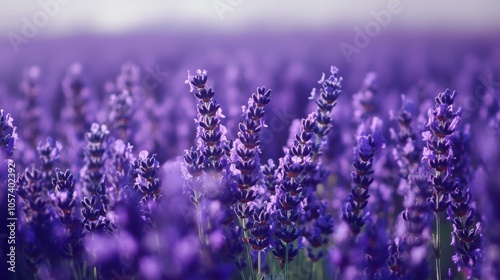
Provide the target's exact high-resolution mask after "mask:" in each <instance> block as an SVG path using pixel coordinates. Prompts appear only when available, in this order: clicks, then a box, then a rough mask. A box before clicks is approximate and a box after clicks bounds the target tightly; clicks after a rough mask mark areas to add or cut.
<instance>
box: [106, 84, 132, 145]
mask: <svg viewBox="0 0 500 280" xmlns="http://www.w3.org/2000/svg"><path fill="white" fill-rule="evenodd" d="M133 106H134V102H133V98H132V96H131V95H130V92H129V91H128V90H126V89H124V90H122V91H120V92H118V93H114V94H112V95H111V96H110V98H109V107H110V113H109V116H108V119H109V123H110V124H111V127H112V129H113V131H114V134H115V135H116V136H117V137H118V138H120V139H122V140H124V141H126V140H128V139H129V137H130V122H131V118H132V113H133Z"/></svg>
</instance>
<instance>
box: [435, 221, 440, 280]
mask: <svg viewBox="0 0 500 280" xmlns="http://www.w3.org/2000/svg"><path fill="white" fill-rule="evenodd" d="M440 239H441V219H440V215H439V212H436V236H435V238H434V240H435V241H434V253H435V255H436V279H437V280H441V242H440Z"/></svg>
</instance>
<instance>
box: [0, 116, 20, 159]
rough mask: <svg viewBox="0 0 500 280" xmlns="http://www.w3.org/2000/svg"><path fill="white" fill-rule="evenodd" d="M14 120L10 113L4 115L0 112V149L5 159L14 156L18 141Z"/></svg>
mask: <svg viewBox="0 0 500 280" xmlns="http://www.w3.org/2000/svg"><path fill="white" fill-rule="evenodd" d="M13 122H14V119H13V118H12V117H11V116H10V114H9V113H4V110H3V109H1V110H0V148H1V149H2V155H3V156H4V158H9V157H10V156H12V151H13V150H14V149H15V147H16V146H15V144H16V140H17V133H16V129H17V128H16V127H15V126H14V124H13Z"/></svg>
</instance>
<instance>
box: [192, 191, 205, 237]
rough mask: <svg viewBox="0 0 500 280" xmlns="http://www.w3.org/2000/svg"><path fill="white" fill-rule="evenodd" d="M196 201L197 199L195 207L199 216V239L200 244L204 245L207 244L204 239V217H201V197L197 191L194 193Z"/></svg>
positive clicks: (196, 221)
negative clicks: (200, 204) (195, 207)
mask: <svg viewBox="0 0 500 280" xmlns="http://www.w3.org/2000/svg"><path fill="white" fill-rule="evenodd" d="M194 199H195V202H196V203H195V206H196V215H197V217H196V218H197V221H196V222H197V224H198V238H199V239H200V242H201V243H202V244H203V243H205V241H204V238H203V226H202V224H201V221H202V216H201V208H200V195H199V193H198V192H197V191H194Z"/></svg>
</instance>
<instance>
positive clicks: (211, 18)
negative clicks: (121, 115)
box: [0, 0, 500, 38]
mask: <svg viewBox="0 0 500 280" xmlns="http://www.w3.org/2000/svg"><path fill="white" fill-rule="evenodd" d="M47 1H61V2H67V3H66V4H64V5H62V4H61V5H59V10H58V11H57V12H56V13H54V15H52V16H50V17H49V19H48V21H47V23H46V24H45V25H44V26H43V28H39V29H40V30H39V31H40V34H41V35H42V36H64V35H68V34H78V33H87V34H88V33H91V34H124V33H128V32H143V31H148V30H149V31H175V32H184V31H188V30H189V31H192V30H193V28H200V29H207V30H216V31H219V32H235V31H236V32H237V31H240V30H245V29H250V30H257V31H259V30H266V31H287V30H297V29H300V30H321V29H330V28H335V27H341V28H348V29H352V28H353V27H354V26H355V25H362V24H364V23H366V22H368V21H370V20H371V19H372V15H371V12H377V11H380V10H382V9H386V7H387V4H388V3H389V2H390V1H397V2H400V5H401V6H402V7H403V11H402V12H401V13H400V14H398V15H395V18H394V19H393V21H391V27H393V28H403V29H409V30H410V29H422V30H433V29H436V28H444V29H449V30H454V31H457V32H464V31H466V32H476V31H479V30H488V31H492V30H493V31H494V30H499V29H500V1H497V0H488V1H466V0H445V1H434V0H413V1H410V0H375V1H349V3H347V2H348V1H341V0H329V1H325V0H323V1H321V0H286V1H283V0H274V1H273V0H34V1H32V0H29V1H27V0H23V1H17V0H2V1H1V2H0V36H1V37H3V38H5V35H7V34H9V33H11V32H14V33H17V34H20V33H21V29H22V27H23V24H24V22H23V20H29V21H33V16H34V15H35V14H36V13H37V12H40V11H43V9H42V7H41V4H40V2H47ZM216 7H218V8H219V10H217V8H216ZM224 7H225V8H224ZM224 9H225V10H224Z"/></svg>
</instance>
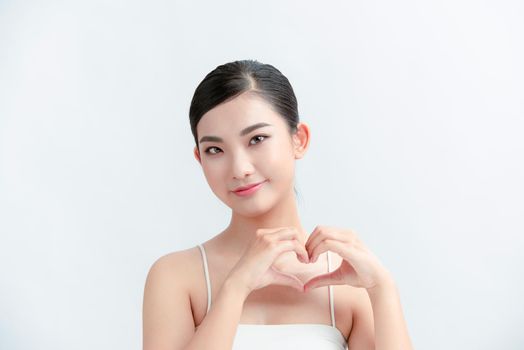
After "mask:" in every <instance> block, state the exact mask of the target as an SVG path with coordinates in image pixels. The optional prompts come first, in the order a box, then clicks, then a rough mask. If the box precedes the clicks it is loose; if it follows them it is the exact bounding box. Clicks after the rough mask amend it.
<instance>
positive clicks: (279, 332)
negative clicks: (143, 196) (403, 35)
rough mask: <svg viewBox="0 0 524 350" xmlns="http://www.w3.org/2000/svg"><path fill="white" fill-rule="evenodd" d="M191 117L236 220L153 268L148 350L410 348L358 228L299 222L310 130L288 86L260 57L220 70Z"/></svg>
mask: <svg viewBox="0 0 524 350" xmlns="http://www.w3.org/2000/svg"><path fill="white" fill-rule="evenodd" d="M189 117H190V124H191V130H192V132H193V136H194V139H195V148H194V156H195V158H196V160H197V161H198V162H199V164H200V166H201V167H202V170H203V171H204V174H205V177H206V180H207V182H208V184H209V186H210V187H211V190H212V191H213V193H214V194H215V195H216V196H217V197H218V198H219V199H220V200H221V201H222V202H224V204H226V205H227V206H228V207H229V208H231V221H230V223H229V225H228V226H227V227H226V228H225V229H224V230H223V231H222V232H220V233H218V234H217V235H216V236H214V237H213V238H212V239H210V240H208V241H206V242H202V243H201V244H198V245H197V246H195V247H191V248H190V249H186V250H182V251H177V252H173V253H170V254H167V255H165V256H162V257H160V258H159V259H158V260H157V261H156V262H155V263H154V264H153V265H152V267H151V269H150V271H149V273H148V276H147V280H146V284H145V290H144V304H143V347H144V350H161V349H166V350H167V349H170V350H173V349H214V350H221V349H271V350H275V349H345V348H347V347H349V349H358V350H368V349H377V350H385V349H388V350H391V349H399V350H400V349H402V350H406V349H412V345H411V341H410V338H409V335H408V331H407V326H406V323H405V321H404V317H403V312H402V308H401V304H400V298H399V294H398V290H397V288H396V286H395V283H394V281H393V278H392V276H391V275H390V273H389V272H388V271H387V270H386V269H385V268H384V266H382V264H381V262H380V261H379V260H378V258H377V257H376V256H375V255H373V254H372V253H371V252H370V251H369V250H368V249H367V247H366V246H365V245H364V244H363V243H362V241H360V240H359V238H358V235H357V233H356V232H355V231H354V230H351V229H348V228H339V227H332V226H325V225H319V226H317V227H316V228H315V229H314V230H313V231H312V232H310V233H309V232H307V231H306V230H305V229H304V227H303V226H302V225H301V222H300V218H299V215H298V210H297V205H296V201H295V194H294V191H293V190H294V175H295V160H297V159H300V158H302V157H303V156H304V155H305V153H306V151H307V149H308V145H309V140H310V130H309V127H308V126H307V125H306V124H305V123H303V122H300V121H299V115H298V109H297V101H296V98H295V94H294V92H293V89H292V87H291V85H290V83H289V81H288V79H287V78H286V77H285V76H284V75H282V73H281V72H280V71H279V70H277V69H276V68H275V67H273V66H271V65H269V64H262V63H259V62H257V61H252V60H246V61H236V62H231V63H227V64H224V65H221V66H218V67H217V68H216V69H214V70H213V71H212V72H210V73H209V74H208V75H207V76H206V77H205V78H204V80H203V81H202V82H201V83H200V84H199V85H198V87H197V88H196V91H195V93H194V96H193V99H192V101H191V107H190V110H189ZM202 215H205V213H202Z"/></svg>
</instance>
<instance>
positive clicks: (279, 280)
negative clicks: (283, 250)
mask: <svg viewBox="0 0 524 350" xmlns="http://www.w3.org/2000/svg"><path fill="white" fill-rule="evenodd" d="M273 271H274V275H273V276H274V280H273V284H278V285H282V286H289V287H292V288H295V289H297V290H298V291H300V292H303V291H304V283H302V281H301V280H300V279H298V277H296V276H293V275H290V274H287V273H284V272H280V271H278V270H277V269H273Z"/></svg>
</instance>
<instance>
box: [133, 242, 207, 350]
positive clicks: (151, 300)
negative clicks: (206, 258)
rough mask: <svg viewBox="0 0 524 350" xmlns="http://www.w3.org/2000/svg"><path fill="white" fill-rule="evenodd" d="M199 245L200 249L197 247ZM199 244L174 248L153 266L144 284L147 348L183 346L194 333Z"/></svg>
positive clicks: (147, 276) (146, 348)
mask: <svg viewBox="0 0 524 350" xmlns="http://www.w3.org/2000/svg"><path fill="white" fill-rule="evenodd" d="M195 249H196V250H195ZM197 250H198V248H197V247H192V248H189V249H185V250H181V251H177V252H172V253H169V254H166V255H163V256H161V257H160V258H158V259H157V260H156V261H155V262H154V263H153V264H152V266H151V267H150V269H149V272H148V274H147V278H146V282H145V287H144V300H143V310H142V312H143V341H144V349H168V348H171V349H173V348H179V347H181V346H183V345H184V344H186V343H187V342H188V341H189V340H190V339H191V337H192V335H193V334H194V326H195V322H194V319H193V311H192V308H191V297H190V294H191V287H192V283H193V280H192V278H194V277H192V276H195V271H193V270H196V269H197V268H198V264H197V261H198V260H197V259H198V255H197V254H198V251H197Z"/></svg>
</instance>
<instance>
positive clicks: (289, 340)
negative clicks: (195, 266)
mask: <svg viewBox="0 0 524 350" xmlns="http://www.w3.org/2000/svg"><path fill="white" fill-rule="evenodd" d="M198 247H199V248H200V252H201V253H202V262H203V265H204V274H205V277H206V286H207V311H206V313H207V312H208V311H209V308H210V307H211V283H210V279H209V269H208V266H207V257H206V251H205V249H204V246H203V245H202V244H199V245H198ZM327 258H328V272H329V271H330V270H331V259H330V256H329V252H327ZM328 288H329V305H330V309H331V323H332V325H331V326H329V325H326V324H317V323H291V324H242V323H240V324H238V327H237V332H236V334H235V339H234V342H233V348H232V350H244V349H250V350H258V349H261V350H262V349H264V350H266V349H272V350H278V349H286V350H287V349H301V350H308V349H311V350H313V349H314V350H320V349H325V350H347V349H348V344H347V342H346V339H345V337H344V335H343V334H342V333H341V332H340V330H339V329H338V328H337V327H336V326H335V305H334V301H333V290H332V286H328Z"/></svg>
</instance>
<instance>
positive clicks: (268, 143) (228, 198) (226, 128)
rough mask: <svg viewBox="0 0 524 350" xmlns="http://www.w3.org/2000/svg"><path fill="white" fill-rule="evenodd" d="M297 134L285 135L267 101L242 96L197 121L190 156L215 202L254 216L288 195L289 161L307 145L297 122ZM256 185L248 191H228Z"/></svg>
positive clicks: (290, 166) (250, 94)
mask: <svg viewBox="0 0 524 350" xmlns="http://www.w3.org/2000/svg"><path fill="white" fill-rule="evenodd" d="M304 129H305V130H306V132H304ZM299 130H300V132H299V133H298V134H297V135H293V136H291V135H290V133H289V131H288V126H287V124H286V121H285V120H284V119H283V118H282V117H281V116H280V115H279V114H277V113H276V112H275V111H274V110H273V109H272V108H271V106H270V105H269V104H268V103H267V102H265V101H264V100H263V99H262V98H260V97H258V96H256V95H253V94H250V93H243V94H241V95H239V96H237V97H235V98H234V99H232V100H229V101H227V102H224V103H222V104H220V105H218V106H216V107H215V108H213V109H211V110H210V111H208V112H207V113H206V114H204V116H203V117H202V118H201V119H200V122H199V123H198V125H197V135H198V149H197V148H196V147H195V151H194V152H195V158H196V159H197V160H198V161H199V162H200V164H201V166H202V169H203V171H204V175H205V177H206V180H207V182H208V184H209V186H210V187H211V190H212V191H213V193H215V195H216V196H217V197H218V198H219V199H220V200H221V201H223V202H224V203H225V204H226V205H227V206H228V207H230V208H231V209H233V210H234V211H235V212H237V213H239V214H241V215H244V216H256V215H259V214H261V213H262V212H264V211H266V210H268V209H270V208H271V207H273V206H274V205H275V204H277V203H278V202H279V201H280V200H282V199H283V198H285V197H286V196H289V195H292V193H293V183H294V175H295V159H297V158H301V157H302V155H303V154H304V153H305V150H306V147H305V146H304V143H305V145H306V146H307V141H308V129H307V126H305V124H303V123H299ZM304 135H305V136H306V137H305V142H304ZM258 183H262V185H261V186H260V187H259V188H258V190H256V191H255V192H254V193H251V194H248V195H243V196H242V195H239V194H237V193H235V192H234V190H235V189H237V188H238V187H241V186H242V187H243V186H248V185H252V184H258Z"/></svg>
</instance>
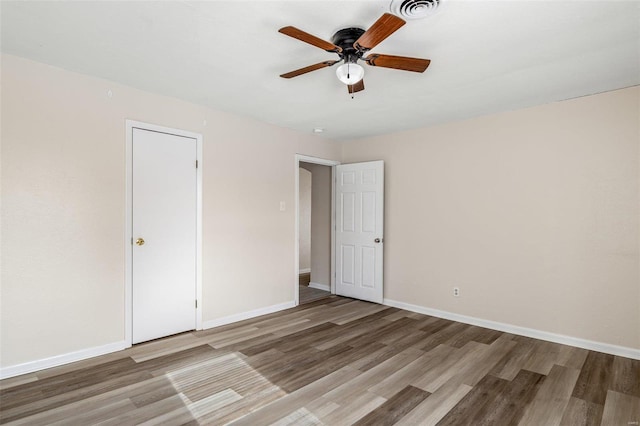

Problem statement: Reproduce word for word the material above, beginning with the line that contains "positive clicks: (151, 300)" and ending with the line that contains "245L200 249L197 247ZM199".

Answer to the problem:
positive clicks: (151, 300)
negative clicks: (206, 258)
rough mask: <svg viewBox="0 0 524 350" xmlns="http://www.w3.org/2000/svg"><path fill="white" fill-rule="evenodd" d="M199 245L200 249L197 247ZM199 244L174 248L153 266L144 284L147 348L183 346L194 333Z"/></svg>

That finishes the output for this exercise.